##### EXERCISE PASSAGE

Google I/O 2026 recap: Gemini Omni, Spark, and Gemini 3.5

What Google announced on May 19, 2026 — and what actually deserves your attention

May 20, 20268 min readClipia

Google I/O 2026 recap: Gemini Omni, Spark, and Gemini 3.5

On May 19, 2026, Google ran its I/O — and for the first time in a couple of years, it wasn't "yet another model." It was a paradigm pivot. Gemini is shifting from a tool you prompt and wait on into a system that sees, hears, generates, and gets work done on its own.

The short version: one model now makes video out of literally any input (Omni), another one lives in your background 24/7 and closes tasks while you sleep (Spark), and the new core Gemini 3.5 Flash is four times faster than the previous frontier.

Here's everything that landed at I/O 2026 — without the marketing fog — and what actually deserves your attention.

One note: we're already wiring Gemini Omni into Clipia — no separate Google subscription, no VPN. Subscribe to our Telegram channel to hear about it on launch day. Meanwhile, Clipia already runs Veo 3.1, Seedance 2.0, Kling 3.0 — same class of models.

Watch the keynote

A one-minute keynote sizzle — no commentary, just Gemini Omni results:

The full Google I/O 2026 keynote recording (~1h 50m) and Google's official 35-minute recap, both on Google's YouTube channel:

▶ Full keynote (1h 50m) · Condensed 35-minute recap

TL;DR — the 60-second version

Gemini Omni — multimodal "anything in, anything out" model. Inputs: text, images, audio, video. Output: up to 10 seconds of video with sound. Conversational voice editing.
Gemini Spark — AI agent that runs in the background 24/7 on Google Cloud, even with your laptop closed and your phone locked. Reads email, drafts in Docs, fills Sheets.
Gemini 3.5 Flash — new frontier model, 4× faster, beats 3.1 Pro on coding and multimodal benchmarks.
AI Search — search box now accepts images, files, video, and even Chrome tabs as input.
Smart Glasses — eyewear with Samsung, Gentle Monster, and Warby Parker, Gemini built in. US, this fall.
Wear OS 7, Googlebooks, Universal Cart, Neural Expressive — a wave of ecosystem updates.
AI Ultra — now $100/month, with a $200/month top tier.

Gemini Omni — the big story for content people

Gemini Omni takes any input and outputs video

This is the one model worth watching the full keynote for. Google calls it "create anything" — and it's not just marketing. Omni is natively multimodal: not three models behind a single API, but one neural network that takes a mix of formats and outputs video while understanding the whole context at once.

What goes in

Text — describe the scene, dialogue, action.
Images — up to 5 references: character, background, props.
Audio — voice, music, sound effects.
Video — an existing clip to remix or edit.

What comes out

Video up to 10 seconds long with natively generated audio. Not "effects on top" — a single scene where the model holds physics, character continuity, and logical flow.

##########
##### EXCERPTED DATA

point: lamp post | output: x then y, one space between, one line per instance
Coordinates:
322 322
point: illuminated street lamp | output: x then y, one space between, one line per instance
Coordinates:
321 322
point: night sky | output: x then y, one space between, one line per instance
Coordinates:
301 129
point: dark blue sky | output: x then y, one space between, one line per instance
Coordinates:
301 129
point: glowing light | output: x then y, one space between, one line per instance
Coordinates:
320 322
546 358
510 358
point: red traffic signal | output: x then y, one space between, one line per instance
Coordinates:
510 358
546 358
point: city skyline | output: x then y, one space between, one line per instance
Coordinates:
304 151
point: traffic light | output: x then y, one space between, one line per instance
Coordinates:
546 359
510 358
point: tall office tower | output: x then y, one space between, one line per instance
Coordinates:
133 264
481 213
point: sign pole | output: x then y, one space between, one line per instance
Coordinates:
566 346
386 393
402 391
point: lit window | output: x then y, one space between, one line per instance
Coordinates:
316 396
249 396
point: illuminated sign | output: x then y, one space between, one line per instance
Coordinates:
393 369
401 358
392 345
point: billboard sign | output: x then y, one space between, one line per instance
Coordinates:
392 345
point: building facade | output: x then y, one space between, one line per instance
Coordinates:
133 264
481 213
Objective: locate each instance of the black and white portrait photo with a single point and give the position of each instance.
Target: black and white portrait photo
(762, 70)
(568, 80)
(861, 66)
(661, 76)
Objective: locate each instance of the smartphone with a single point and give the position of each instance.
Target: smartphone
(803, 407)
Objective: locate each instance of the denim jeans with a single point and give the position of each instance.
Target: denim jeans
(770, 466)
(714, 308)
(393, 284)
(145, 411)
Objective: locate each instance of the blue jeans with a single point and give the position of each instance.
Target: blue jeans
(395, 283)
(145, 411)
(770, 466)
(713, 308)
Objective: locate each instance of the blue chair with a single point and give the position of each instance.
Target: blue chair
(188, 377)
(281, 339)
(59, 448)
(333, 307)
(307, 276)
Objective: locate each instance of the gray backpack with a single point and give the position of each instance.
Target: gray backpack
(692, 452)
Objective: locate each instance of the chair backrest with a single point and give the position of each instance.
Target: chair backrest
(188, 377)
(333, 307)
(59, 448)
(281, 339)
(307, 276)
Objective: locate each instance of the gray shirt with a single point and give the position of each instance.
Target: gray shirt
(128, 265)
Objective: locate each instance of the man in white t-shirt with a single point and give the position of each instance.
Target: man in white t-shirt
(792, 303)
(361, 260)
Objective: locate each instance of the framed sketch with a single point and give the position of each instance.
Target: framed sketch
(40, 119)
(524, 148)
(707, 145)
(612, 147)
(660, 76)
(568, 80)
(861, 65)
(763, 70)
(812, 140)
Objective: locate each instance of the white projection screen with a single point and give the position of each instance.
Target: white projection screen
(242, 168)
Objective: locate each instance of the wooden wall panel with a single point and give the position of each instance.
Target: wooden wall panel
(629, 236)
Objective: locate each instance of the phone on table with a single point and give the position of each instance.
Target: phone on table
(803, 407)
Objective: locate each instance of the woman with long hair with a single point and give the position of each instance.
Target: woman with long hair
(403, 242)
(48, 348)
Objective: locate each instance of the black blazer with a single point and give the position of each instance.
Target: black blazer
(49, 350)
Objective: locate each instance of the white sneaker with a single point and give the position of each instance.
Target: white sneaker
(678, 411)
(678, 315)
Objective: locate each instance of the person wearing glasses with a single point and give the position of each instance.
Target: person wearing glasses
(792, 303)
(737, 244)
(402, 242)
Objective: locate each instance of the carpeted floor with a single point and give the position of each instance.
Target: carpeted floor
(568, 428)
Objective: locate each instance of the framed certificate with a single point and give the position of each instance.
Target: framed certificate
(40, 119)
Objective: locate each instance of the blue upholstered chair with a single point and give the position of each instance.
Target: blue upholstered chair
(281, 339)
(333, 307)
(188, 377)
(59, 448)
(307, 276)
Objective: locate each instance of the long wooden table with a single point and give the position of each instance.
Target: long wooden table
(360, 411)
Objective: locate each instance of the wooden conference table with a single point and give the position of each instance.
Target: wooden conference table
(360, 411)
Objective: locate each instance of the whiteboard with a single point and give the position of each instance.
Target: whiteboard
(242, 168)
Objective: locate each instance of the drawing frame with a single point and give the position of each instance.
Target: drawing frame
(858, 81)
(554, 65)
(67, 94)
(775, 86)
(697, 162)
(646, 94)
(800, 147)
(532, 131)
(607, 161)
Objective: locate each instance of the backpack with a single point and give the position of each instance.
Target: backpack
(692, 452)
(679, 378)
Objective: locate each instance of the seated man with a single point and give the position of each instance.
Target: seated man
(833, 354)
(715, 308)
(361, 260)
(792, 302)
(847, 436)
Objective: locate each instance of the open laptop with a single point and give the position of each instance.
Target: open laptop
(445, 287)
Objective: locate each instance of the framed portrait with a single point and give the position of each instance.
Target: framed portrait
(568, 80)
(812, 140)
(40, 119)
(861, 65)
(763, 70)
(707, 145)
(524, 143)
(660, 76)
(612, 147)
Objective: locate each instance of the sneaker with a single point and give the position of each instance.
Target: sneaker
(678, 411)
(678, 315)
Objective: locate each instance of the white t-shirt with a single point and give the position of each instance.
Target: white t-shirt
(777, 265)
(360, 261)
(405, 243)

##########

TASKS FOR THIS EXERCISE
[1] In the Google I/O 2026 recap, what is the maximum number of image references Gemini Omni accepts as input?
[2] Write the next part of the Google I/O 2026 recap, starting right after its last sentence.

TASK ANSWERS
[1] Up to five.

[2]
The demos Google ran

A marble rolling through a maze — with believable bounce physics and audio for every hit, including the bell ringing at the finish.
A claymation explainer of protein folding — consistent animation, readable captions, recognizable style.
A professor at a chalkboard — writing out a trigonometric identity and explaining it aloud, with the text on the board staying legible.

Here's the key keynote demo — the marble with real physics and natively generated audio:

Video officially published by Google in the blog post "Introducing Gemini Omni". More demos in our deep dive into Omni.

The killer feature — Conversational Editing

This isn't "press a button, apply a filter." It's a dialogue with the model:

— "Swap the character for a blonde." — "Make the lighting more cinematic." — "Pull the camera up." — "Stabilize the motion."

Omni holds the conversation's context and doesn't break the scene between edits. Faces, props, and lighting stay consistent across iterations.

Safety — SynthID on every frame

Every video Omni produces is watermarked with an invisible SynthID signal. It can be checked later to identify AI-generated content. Bonus: OpenAI, Kakao, and ElevenLabs all signed on to the same scheme — an industry standard is forming.

Availability

Gemini Omni Flash — live now, on AI Plus at $20/month and up.
YouTube Shorts and YouTube Create — free, rolling out the same week as the announcement.
Omni Pro — teased, no firm date.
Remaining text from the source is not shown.